### Study text
···
Introduction Reliable measures of sexual behaviour aid understanding of differences in sexually transmitted infections between groups or over time, but are often difficult or infeasible to collect. Antibody to herpes simplex virus type 2 (HSV-2) has been proposed as a marker of sexual behaviour. We investigated the seroepidemiology of HSV-2 in England to explore the use of HSV-2 as such a marker.

Methods Anonymised sera from 16–44 year-old participants in the Health Survey for England (HSE) in 2010 and 2012, a series of nationally-representative household surveys, were tested for anti-HSV-2 antibodies using the HerpeSelect2 IgG ELISA. Factors associated with seropositivity were investigated using logistic regression

Results HSV-2 seropositivity increased with age up to 15% (95% CI: 11%–19%) in women and 9% (6%–14%) in men aged 40–44 years. Seropositivity was higher in those with more sexual partners over the lifetime in women (1.4% in those with 0 vs. 14% in those with ≥10 lifetime sexual partners, p = 0.018) but not in men (5% vs. 7%, p = 0.683). There was no difference by number of partners in the last year or by recent condom use. Women of black or black British ethnicity had around 3-times higher odds of being seropositive than those of white ethnicity (24% vs. 10%, odds ratio [OR]:2.96, 95% CI: 1.16–7.54; p = 0.023). No difference by ethnicity was noted among men.
···
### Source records
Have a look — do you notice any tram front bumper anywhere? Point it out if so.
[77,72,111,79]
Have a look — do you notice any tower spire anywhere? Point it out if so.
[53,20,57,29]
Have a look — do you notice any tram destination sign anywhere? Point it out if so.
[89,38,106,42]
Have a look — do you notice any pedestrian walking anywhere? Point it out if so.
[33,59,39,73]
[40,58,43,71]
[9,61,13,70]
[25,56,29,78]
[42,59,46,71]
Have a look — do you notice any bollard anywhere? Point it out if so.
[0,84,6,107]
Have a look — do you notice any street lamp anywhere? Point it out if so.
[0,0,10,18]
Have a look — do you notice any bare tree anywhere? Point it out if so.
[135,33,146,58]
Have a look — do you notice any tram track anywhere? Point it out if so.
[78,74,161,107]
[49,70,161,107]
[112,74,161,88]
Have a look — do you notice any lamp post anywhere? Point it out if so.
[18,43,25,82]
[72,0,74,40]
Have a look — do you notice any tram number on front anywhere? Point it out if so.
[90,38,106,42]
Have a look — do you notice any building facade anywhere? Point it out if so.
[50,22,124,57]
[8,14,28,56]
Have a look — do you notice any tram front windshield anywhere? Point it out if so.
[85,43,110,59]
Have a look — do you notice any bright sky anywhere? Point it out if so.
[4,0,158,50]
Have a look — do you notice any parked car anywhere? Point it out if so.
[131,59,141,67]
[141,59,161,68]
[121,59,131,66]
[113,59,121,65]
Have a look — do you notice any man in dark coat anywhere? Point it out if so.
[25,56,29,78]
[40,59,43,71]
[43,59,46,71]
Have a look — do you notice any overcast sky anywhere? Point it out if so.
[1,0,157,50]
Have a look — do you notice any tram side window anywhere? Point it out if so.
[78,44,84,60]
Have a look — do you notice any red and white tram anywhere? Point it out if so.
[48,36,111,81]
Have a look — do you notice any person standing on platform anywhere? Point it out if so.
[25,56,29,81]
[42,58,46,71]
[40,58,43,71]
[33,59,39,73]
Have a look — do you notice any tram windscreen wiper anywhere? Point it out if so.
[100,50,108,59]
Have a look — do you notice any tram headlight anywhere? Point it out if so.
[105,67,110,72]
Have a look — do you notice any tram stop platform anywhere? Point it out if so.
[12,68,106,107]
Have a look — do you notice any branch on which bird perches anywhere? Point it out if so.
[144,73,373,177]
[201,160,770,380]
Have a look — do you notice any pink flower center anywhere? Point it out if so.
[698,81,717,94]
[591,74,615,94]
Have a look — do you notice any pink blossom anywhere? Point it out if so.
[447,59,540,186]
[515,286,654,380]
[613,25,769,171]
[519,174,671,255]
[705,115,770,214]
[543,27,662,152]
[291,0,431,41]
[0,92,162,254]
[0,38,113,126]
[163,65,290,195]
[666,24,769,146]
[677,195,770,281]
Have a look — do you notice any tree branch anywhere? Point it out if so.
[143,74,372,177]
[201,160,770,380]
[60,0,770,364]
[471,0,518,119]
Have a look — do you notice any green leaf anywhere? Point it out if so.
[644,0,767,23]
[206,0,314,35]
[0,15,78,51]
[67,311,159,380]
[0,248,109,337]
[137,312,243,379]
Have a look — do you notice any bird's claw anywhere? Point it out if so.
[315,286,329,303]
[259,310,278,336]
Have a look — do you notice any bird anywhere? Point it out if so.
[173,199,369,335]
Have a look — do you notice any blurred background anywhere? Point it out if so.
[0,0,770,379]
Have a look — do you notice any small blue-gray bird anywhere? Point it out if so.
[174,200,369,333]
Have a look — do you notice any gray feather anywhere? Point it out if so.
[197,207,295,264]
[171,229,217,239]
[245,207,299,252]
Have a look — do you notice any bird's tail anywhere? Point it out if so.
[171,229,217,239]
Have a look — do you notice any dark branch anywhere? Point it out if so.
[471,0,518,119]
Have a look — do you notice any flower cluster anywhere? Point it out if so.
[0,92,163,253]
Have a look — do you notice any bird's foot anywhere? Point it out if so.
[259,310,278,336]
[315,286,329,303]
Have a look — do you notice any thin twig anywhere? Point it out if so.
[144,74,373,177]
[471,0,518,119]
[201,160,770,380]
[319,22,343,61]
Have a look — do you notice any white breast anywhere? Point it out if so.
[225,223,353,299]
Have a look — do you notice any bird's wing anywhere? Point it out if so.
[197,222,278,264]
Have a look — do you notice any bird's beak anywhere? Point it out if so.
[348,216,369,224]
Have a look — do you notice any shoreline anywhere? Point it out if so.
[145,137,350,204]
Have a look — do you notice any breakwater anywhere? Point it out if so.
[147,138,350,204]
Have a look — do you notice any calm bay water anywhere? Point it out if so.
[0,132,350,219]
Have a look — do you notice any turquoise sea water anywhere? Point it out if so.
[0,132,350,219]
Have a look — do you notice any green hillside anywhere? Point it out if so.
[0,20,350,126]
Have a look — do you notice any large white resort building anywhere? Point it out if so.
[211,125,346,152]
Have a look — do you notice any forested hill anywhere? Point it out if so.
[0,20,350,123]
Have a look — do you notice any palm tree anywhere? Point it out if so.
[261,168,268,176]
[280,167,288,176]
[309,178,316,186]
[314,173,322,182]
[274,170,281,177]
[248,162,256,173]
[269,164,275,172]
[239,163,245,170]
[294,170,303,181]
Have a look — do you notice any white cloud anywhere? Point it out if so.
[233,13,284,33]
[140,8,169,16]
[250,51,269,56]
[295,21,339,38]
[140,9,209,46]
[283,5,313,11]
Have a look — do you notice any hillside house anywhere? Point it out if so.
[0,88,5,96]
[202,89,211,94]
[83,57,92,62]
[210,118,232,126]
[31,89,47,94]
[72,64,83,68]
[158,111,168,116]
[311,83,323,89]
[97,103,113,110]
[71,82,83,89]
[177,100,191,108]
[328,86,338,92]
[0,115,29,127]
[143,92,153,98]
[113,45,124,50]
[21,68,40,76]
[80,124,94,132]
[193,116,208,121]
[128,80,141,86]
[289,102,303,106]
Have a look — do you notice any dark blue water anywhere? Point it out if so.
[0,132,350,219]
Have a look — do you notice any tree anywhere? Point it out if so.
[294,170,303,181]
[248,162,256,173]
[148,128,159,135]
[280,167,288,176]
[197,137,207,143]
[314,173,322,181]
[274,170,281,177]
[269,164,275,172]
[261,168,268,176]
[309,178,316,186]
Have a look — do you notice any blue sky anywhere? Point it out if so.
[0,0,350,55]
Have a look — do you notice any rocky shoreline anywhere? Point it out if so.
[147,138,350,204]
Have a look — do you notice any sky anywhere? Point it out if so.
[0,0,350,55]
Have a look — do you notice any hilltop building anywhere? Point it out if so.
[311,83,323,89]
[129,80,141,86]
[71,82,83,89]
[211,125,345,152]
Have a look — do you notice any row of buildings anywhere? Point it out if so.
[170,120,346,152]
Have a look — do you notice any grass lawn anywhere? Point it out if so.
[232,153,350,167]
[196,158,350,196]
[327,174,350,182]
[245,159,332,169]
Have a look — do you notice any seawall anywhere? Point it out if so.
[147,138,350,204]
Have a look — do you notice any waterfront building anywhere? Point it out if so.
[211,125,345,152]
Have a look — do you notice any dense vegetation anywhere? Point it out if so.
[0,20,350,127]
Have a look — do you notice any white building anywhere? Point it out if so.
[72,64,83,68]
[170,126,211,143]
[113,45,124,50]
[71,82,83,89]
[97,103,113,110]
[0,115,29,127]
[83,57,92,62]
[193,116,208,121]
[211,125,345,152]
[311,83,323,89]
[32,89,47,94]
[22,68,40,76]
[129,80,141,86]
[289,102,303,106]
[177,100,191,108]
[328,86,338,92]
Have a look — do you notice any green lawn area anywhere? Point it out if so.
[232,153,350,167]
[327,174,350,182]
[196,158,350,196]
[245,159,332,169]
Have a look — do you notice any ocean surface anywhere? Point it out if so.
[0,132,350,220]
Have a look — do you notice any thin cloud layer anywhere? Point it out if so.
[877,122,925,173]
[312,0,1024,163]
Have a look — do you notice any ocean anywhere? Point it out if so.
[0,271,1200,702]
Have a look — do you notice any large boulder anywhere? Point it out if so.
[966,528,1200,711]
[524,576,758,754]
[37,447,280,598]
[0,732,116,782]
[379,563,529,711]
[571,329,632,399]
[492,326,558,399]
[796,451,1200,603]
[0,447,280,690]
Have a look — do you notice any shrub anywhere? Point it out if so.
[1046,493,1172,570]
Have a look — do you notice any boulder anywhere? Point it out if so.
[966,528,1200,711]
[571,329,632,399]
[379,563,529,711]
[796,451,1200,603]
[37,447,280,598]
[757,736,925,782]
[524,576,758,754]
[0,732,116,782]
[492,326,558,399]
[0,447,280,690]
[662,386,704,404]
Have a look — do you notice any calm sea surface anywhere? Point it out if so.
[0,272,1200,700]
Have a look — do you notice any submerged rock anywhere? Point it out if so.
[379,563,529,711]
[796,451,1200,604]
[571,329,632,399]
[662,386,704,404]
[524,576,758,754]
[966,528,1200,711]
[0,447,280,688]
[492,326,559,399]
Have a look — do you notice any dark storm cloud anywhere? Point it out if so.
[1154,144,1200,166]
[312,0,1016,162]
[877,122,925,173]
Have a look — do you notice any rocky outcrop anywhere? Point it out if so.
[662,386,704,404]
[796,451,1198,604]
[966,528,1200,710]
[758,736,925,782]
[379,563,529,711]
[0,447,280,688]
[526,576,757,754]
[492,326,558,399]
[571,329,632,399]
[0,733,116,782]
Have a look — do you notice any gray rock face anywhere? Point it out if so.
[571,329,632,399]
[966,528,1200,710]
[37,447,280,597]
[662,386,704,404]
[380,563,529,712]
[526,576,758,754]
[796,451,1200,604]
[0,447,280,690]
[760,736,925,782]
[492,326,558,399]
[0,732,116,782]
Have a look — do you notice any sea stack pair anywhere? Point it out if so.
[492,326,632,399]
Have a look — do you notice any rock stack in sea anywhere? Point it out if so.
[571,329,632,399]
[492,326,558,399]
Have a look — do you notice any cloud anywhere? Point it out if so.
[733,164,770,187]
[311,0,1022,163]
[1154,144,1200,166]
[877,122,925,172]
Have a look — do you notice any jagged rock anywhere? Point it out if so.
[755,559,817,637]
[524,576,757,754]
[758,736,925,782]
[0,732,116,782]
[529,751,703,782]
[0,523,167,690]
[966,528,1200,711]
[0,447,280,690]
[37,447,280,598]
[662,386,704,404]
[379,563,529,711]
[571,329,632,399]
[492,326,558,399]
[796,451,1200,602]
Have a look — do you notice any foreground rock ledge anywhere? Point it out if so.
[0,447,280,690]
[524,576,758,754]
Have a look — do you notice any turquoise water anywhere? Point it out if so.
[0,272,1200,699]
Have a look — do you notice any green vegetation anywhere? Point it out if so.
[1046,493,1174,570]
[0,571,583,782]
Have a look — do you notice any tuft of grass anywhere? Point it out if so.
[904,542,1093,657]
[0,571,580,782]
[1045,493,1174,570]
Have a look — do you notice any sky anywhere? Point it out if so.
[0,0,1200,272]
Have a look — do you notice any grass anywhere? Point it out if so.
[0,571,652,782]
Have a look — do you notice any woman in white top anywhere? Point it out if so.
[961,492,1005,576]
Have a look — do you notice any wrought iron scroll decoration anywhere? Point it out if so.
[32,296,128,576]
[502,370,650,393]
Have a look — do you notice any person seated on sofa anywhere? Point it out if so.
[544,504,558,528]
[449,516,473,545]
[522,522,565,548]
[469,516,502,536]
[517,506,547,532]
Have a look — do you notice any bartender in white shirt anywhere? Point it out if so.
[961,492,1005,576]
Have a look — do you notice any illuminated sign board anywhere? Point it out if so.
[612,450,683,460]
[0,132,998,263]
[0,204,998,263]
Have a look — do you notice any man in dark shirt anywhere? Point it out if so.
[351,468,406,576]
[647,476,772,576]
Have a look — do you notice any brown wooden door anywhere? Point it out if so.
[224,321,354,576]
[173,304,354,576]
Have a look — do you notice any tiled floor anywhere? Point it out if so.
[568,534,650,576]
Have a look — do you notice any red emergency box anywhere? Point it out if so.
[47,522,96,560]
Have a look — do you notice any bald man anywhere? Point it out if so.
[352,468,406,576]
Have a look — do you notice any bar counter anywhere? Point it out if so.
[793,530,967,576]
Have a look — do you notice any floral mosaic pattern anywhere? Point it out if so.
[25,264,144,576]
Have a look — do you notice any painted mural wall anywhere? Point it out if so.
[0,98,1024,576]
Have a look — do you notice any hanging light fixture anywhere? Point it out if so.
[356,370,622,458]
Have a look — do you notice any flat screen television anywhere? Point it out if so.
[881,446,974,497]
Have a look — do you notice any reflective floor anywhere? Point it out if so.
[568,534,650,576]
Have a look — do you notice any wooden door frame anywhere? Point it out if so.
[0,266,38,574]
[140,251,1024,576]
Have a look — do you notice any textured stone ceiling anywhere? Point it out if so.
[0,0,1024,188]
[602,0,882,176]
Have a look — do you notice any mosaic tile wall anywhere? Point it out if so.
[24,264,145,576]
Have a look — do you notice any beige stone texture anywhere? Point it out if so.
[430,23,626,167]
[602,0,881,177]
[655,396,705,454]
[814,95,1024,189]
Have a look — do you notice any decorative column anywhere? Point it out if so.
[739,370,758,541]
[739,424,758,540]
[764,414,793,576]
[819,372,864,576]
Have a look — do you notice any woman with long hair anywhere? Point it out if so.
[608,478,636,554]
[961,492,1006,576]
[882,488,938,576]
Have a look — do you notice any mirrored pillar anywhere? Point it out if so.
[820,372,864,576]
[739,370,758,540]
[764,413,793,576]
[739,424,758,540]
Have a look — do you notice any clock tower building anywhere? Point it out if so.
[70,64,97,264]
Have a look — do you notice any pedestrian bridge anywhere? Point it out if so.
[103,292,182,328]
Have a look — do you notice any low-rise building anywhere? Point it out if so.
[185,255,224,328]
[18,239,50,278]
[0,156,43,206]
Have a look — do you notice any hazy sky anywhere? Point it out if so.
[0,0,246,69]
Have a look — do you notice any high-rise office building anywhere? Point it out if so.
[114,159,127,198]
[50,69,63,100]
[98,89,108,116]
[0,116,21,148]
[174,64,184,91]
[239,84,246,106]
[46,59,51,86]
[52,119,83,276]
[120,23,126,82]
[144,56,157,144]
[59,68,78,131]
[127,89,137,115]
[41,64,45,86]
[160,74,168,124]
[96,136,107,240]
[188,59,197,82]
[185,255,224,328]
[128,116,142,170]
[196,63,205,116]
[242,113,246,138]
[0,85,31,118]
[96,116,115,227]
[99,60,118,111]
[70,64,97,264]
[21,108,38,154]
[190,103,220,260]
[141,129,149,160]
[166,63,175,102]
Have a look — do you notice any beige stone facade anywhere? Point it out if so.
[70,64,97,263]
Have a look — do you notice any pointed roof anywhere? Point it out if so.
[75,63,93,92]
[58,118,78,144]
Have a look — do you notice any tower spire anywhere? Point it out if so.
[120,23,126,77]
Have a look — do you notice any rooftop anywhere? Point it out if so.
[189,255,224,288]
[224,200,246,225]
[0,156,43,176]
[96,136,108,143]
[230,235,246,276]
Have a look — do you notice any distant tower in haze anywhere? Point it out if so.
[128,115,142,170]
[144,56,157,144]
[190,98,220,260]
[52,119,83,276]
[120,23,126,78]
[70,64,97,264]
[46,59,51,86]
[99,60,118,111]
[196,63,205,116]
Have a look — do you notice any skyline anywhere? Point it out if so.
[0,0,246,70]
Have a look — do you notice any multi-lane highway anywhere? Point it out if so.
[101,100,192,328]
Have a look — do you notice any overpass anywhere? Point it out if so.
···
### Problem set
**A)** In the HSV-2 study text, which assay was used to test the sera for anti-HSV-2 antibodies?
**B)** Using the HSV-2 study text, explain in one to three sentences why the authors investigated the seroepidemiology of HSV-2 in England.
**C)** Resume the HSV-2 study text after its last sentence.

### Task-by-task outputs
**A)** The HerpeSelect2 IgG ELISA.

**B)** Reliable measures of sexual behavior help explain differences in sexually transmitted infections between groups or over time, but they are often difficult or infeasible to collect. Antibody to HSV-2 has been proposed as a marker of sexual behavior, so the authors studied HSV-2 seroepidemiology to explore its use as such a marker.

**C)**
Conclusion Our findings suggest antibodies to HSV-2 may be a useful marker for number of lifetime sexual partners in women but not in men. There was less evidence to support the use of HSV-2 as a marker for recent sexual risk behaviour. These data can be used to power future analyses using HSV-2 as a marker of sexual behaviour in women. Although detailed analyses by ethnicity were limited by sample size, the differential risk of seropositivity by ethnicity is of interest and warrants further investigation.

Disclosure of interest statement The study was funded by the Health Protection Agency (now part of Public Health England). No pharmaceutical or diagnostic company grants were received in the development of this study.